SHORT TASK — Copy the entries below without any changes, beginning with the line that contains "Category: sink basin" and continuing through the line that contains "[118,95,128,122]", with both of those lines included.

::: RAW DATA :::

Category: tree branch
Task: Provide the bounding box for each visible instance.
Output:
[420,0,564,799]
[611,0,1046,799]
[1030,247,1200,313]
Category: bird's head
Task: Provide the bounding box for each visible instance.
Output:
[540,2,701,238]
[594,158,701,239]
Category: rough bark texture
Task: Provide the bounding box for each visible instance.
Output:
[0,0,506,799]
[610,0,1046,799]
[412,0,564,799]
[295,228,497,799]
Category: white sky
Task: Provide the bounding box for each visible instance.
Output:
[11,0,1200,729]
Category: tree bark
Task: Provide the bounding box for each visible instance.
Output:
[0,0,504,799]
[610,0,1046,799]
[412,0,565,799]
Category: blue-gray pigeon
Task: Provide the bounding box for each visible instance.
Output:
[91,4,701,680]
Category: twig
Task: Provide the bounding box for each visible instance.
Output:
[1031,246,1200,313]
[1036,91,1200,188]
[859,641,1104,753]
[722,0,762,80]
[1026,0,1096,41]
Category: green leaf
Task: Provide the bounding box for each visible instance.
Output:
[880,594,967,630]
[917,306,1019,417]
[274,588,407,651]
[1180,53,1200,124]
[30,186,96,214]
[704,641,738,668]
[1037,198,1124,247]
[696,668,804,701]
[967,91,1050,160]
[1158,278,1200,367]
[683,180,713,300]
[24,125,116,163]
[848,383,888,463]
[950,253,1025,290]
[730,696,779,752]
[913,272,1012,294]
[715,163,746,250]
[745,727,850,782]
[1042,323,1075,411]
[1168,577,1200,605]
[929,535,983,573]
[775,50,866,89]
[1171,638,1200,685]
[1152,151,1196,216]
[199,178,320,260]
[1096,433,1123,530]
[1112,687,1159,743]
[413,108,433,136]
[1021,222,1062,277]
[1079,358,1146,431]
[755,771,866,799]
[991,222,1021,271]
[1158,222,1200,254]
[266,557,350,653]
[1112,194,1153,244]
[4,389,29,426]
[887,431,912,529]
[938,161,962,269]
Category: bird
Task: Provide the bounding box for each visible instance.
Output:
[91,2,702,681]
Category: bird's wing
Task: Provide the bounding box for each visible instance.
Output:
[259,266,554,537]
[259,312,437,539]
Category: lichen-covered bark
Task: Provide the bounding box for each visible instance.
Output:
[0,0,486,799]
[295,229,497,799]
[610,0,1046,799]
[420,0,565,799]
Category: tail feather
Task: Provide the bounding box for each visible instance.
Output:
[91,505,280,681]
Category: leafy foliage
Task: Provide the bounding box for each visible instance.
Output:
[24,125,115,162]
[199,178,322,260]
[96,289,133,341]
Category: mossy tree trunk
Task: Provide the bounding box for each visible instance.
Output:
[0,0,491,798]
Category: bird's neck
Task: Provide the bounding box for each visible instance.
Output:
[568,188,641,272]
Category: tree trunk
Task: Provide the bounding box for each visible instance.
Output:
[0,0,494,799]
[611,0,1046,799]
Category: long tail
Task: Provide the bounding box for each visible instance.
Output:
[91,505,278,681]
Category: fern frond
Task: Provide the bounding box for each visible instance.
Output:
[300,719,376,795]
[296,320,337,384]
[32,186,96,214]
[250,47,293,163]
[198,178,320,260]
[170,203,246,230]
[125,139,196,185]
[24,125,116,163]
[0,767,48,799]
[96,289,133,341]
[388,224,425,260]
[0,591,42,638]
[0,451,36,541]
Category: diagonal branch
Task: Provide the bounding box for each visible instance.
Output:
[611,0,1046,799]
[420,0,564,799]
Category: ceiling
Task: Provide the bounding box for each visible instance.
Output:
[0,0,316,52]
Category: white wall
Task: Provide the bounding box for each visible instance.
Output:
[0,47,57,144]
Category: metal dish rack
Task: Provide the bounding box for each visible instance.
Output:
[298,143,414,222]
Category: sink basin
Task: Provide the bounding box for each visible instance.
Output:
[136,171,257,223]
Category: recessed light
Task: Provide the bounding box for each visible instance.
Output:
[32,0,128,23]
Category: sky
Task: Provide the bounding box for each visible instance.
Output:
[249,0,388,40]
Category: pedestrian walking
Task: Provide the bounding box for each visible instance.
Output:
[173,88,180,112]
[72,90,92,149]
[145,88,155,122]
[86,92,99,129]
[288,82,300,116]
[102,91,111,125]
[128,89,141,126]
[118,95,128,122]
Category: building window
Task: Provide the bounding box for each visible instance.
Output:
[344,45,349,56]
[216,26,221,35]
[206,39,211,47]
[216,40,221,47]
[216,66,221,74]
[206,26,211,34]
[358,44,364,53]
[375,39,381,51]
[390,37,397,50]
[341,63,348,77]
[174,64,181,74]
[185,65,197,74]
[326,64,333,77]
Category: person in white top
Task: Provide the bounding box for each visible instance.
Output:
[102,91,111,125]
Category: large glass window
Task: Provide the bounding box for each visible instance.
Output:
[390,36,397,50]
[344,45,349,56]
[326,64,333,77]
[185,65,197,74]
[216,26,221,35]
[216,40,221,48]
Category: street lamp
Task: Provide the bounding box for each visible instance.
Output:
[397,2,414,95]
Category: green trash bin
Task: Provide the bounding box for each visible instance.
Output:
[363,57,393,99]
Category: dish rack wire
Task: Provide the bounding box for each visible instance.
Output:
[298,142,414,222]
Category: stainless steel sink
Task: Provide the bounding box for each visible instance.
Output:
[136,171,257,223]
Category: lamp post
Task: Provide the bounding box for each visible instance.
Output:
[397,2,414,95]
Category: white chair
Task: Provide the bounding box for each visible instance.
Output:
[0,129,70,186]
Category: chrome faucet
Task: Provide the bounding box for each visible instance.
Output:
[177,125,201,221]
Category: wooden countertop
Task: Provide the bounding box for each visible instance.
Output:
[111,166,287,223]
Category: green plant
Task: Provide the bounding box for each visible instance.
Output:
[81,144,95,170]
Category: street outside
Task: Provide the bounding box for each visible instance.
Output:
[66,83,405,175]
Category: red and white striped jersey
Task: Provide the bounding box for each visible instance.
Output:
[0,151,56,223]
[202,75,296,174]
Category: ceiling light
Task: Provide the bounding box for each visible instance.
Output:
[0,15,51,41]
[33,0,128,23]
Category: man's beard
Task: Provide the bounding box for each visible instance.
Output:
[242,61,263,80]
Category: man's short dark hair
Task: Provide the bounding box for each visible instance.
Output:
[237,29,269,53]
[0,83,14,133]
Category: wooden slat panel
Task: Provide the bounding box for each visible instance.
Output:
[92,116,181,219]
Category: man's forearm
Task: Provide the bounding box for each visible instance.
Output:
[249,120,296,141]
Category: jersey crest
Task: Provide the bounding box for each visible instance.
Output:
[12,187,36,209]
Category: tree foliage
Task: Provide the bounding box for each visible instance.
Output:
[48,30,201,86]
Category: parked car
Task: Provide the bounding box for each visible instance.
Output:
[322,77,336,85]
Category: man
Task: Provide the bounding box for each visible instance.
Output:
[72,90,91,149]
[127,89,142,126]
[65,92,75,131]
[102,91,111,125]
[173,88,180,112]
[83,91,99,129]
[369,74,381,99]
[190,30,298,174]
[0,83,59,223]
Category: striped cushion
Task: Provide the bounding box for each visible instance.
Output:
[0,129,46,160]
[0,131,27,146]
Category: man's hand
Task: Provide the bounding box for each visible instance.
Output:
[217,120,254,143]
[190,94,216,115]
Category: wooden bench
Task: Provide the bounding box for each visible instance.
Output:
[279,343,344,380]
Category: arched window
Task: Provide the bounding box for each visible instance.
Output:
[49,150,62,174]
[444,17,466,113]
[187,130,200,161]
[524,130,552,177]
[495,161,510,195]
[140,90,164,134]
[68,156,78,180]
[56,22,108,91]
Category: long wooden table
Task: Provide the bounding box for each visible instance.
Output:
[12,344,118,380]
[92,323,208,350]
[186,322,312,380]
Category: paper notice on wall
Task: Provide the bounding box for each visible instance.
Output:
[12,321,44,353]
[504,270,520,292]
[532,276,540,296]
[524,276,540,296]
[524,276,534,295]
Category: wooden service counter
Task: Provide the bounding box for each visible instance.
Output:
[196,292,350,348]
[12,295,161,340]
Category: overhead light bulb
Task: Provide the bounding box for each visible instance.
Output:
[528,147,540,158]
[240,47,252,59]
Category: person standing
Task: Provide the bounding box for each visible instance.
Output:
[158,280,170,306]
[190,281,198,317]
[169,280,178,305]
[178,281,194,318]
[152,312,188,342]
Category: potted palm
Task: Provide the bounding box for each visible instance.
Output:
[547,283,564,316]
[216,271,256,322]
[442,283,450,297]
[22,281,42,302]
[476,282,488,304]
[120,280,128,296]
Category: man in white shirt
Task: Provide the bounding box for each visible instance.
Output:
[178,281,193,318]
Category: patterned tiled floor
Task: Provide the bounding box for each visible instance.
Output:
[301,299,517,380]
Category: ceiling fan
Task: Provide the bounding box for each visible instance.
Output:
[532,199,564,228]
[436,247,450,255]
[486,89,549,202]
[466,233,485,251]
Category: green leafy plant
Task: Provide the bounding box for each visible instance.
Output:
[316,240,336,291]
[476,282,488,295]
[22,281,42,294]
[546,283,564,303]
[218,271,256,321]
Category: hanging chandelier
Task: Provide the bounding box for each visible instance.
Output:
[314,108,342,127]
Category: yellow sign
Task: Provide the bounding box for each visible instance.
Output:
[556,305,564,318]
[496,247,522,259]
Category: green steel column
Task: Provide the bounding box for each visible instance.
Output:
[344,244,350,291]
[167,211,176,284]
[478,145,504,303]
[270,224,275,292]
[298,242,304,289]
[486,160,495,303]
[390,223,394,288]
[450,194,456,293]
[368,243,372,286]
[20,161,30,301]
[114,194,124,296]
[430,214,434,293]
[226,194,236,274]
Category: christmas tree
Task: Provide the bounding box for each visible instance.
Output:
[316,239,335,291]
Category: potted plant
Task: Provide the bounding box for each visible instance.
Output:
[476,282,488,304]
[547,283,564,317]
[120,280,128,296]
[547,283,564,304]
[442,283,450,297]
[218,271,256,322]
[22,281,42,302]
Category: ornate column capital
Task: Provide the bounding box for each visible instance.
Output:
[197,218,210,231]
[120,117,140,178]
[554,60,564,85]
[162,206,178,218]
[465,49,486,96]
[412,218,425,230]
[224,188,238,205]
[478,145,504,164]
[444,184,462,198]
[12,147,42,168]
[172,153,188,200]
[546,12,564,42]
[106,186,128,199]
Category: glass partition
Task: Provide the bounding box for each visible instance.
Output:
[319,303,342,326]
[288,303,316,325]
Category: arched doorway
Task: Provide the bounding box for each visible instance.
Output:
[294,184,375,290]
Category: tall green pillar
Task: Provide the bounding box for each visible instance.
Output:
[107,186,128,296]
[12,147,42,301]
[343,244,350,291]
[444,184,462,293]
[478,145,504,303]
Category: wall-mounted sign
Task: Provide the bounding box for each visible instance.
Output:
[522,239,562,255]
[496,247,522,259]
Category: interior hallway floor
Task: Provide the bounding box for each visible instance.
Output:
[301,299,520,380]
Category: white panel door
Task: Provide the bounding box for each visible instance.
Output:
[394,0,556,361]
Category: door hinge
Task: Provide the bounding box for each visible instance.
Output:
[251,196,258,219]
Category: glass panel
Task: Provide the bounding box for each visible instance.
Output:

:::

TASK ANSWER —
Category: sink basin
Task: Provide the bounding box for each visible instance.
Output:
[136,171,257,223]
Category: recessed light
Task: Provide the bounding box for each visible instance.
Output:
[32,0,128,23]
Category: sky
Task: Provide the bounding box for each visible instance.
Output:
[249,0,388,40]
Category: pedestrian walking
Task: Provide the bounding box for each visible instance.
Output:
[173,88,180,112]
[72,90,92,149]
[145,88,155,122]
[86,92,99,129]
[288,82,300,116]
[102,91,111,125]
[128,89,141,126]
[118,95,128,122]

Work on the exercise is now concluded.